_Extrait fourni_

Bridget Kyoto est un double déjanté de Laure Noualhat, journaliste, qui offre chaque semaine une Minute nécessaire sur Internet.

Les liens de Bridget : page Facebook, Youtube

Ça vous effraie, les « W.-C. à litière bio-maîtrisée » ? Pas de panique, petits scarabées, voici les conseils de votre nouveau gourou !

Pour cette première expérience commune, dirigeons-nous vers le petit coin, là où chaque humain tente de masquer son appartenance à la longue et complexe chaîne de la vie. Et si on mettait nos miches au sec en déféquant sans H2O ?

_Données fournies_

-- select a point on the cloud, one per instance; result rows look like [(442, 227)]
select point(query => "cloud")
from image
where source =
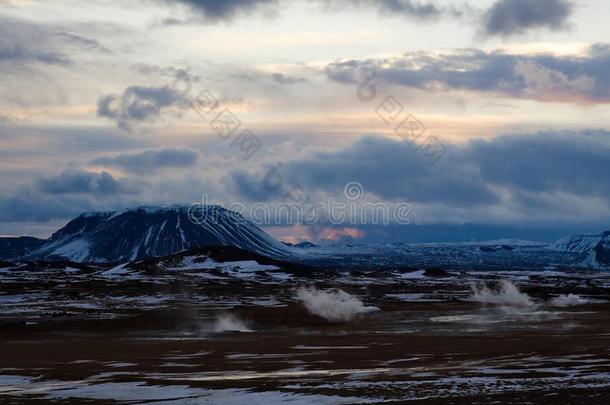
[(408, 8), (24, 42), (526, 175), (215, 11), (510, 17), (152, 160), (83, 182), (21, 208), (89, 44), (570, 162), (543, 77), (138, 103)]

_Travail demandé_
**A)** Recopiez à l'identique toutes les lignes des enregistrements, en laissant les images de côté.
**B)** Poursuivez l'extrait sur les toilettes sèches à la suite de sa dernière phrase.

_Résultats_
**A)**
-- select a point on the cloud, one per instance; result rows look like [(442, 227)]
select point(query => "cloud")
from image
where source =
[(408, 8), (24, 42), (526, 175), (215, 11), (510, 17), (152, 160), (83, 182), (21, 208), (89, 44), (570, 162), (543, 77), (138, 103)]

**B)**
- Première étape : changer son rapport au caca

Isabelle D.g’I est une « écologiste convaincue, pratiquante avec grosses contradictions (presque) assumées ». Sauf que les toilettes sèches incarnent pour elle l’acmé de l’impossible. « C’est grave, docteur coach ? », demande-t-elle, implorante. Bien sûr que non, petit scarabée. Tu es simplement victime de ton conditionnement. Chacun d’entre nous a reçu, du moins en France, une éducation héritée d’habitudes hygiénistes qui nous ont déconnectés de notre simple état de tuyau. Enfant, on t’apprenait que la merde était sale, Isa. Adulte, tu considères que la trimballer au fond du jardin est indigne de toi. Nous devrions nous souvenir que la merde est bourrée de vie. Freud ne disait-il pas que les déjections étaient assimilables à de l’or ? Néanmoins, chère Isabelle, voici quelques trucs pour économiser de l’eau : ne tirer la chasse que tous les trois pipis ou placer un poids mort dans la chasse d’eau pour éviter la formation des chutes du Niagara dans les toilettes.

- Deuxième étape : auditer sa merde !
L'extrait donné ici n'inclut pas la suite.